**What the task requires:** Which lines of the records contain the word "below"? Copy each one.

──────────

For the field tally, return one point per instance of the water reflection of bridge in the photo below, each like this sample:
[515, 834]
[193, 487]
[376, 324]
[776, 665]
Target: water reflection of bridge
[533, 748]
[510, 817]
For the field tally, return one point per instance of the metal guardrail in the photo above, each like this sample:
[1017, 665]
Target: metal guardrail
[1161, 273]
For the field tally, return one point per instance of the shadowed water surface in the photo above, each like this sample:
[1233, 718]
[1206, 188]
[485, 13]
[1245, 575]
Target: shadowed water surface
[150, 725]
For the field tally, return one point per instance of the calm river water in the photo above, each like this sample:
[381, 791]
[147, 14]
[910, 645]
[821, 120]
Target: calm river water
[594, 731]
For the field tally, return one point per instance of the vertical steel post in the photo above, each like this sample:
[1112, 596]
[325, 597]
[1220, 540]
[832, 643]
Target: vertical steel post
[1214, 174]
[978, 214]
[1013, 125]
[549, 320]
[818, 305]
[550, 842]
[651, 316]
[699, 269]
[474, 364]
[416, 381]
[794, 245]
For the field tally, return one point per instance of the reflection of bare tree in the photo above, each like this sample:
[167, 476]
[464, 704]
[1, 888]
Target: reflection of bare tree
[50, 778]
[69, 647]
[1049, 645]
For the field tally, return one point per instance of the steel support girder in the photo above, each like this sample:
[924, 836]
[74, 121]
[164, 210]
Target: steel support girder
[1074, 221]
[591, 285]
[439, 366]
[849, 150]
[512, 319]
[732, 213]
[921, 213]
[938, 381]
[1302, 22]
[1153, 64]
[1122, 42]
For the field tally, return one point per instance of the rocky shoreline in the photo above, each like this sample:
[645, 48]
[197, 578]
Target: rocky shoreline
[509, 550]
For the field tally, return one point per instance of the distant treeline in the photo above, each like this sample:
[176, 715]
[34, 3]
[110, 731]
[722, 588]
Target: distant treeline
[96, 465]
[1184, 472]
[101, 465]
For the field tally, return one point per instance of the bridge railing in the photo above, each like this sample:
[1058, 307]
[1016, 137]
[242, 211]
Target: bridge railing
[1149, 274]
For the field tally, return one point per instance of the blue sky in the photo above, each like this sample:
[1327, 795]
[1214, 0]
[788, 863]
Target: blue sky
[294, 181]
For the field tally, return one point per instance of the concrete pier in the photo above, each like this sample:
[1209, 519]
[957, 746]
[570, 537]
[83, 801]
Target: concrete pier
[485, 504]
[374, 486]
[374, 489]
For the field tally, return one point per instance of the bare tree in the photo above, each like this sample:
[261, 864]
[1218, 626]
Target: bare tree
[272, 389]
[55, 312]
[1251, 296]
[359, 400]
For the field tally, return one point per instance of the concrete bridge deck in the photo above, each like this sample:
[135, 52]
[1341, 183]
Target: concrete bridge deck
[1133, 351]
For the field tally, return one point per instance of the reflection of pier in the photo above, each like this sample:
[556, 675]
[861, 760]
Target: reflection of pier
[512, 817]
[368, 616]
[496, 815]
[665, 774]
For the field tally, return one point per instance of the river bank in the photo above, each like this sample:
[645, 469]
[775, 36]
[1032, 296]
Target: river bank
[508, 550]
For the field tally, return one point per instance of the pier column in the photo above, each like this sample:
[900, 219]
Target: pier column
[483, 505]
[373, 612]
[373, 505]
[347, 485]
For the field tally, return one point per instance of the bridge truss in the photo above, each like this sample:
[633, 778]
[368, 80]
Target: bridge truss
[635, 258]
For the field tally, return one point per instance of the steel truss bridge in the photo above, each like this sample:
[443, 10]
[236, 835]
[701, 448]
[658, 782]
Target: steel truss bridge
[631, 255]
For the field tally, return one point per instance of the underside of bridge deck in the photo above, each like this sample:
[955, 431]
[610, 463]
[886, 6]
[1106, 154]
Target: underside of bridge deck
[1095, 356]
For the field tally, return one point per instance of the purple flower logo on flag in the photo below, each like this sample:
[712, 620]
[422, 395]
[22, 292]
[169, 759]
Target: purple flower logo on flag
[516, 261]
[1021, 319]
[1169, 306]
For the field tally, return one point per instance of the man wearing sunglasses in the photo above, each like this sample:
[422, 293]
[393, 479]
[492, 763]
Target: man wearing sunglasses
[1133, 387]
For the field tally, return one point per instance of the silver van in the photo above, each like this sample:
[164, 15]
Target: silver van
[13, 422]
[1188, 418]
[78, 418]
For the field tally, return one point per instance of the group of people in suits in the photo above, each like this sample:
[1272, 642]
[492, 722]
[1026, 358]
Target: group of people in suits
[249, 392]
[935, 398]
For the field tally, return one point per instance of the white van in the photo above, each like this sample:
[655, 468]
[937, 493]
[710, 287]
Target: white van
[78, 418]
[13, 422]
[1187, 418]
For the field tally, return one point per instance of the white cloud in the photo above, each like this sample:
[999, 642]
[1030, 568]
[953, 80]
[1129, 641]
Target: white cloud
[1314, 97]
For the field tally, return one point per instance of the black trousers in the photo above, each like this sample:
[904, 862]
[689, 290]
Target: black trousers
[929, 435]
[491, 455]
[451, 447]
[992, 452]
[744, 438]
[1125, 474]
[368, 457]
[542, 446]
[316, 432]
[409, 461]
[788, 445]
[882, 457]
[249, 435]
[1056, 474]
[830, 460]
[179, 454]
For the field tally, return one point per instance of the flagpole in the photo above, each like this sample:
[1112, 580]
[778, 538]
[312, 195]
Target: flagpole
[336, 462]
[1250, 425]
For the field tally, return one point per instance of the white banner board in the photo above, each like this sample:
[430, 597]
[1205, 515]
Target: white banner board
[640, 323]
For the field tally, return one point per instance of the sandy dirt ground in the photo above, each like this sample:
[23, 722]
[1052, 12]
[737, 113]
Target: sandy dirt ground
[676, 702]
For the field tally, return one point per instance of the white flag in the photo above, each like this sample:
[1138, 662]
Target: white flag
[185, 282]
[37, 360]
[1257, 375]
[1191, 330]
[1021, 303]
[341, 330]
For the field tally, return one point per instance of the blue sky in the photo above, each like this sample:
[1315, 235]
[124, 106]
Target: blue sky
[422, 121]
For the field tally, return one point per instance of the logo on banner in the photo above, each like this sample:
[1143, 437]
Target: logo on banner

──────────

**Solved exercise:**
For the field tally, return one point per instance of the water reflection of bridge in the photo below, each like this sample:
For the field tally, return one point per instance of the purple flower logo on flag in the photo below, each like this sample:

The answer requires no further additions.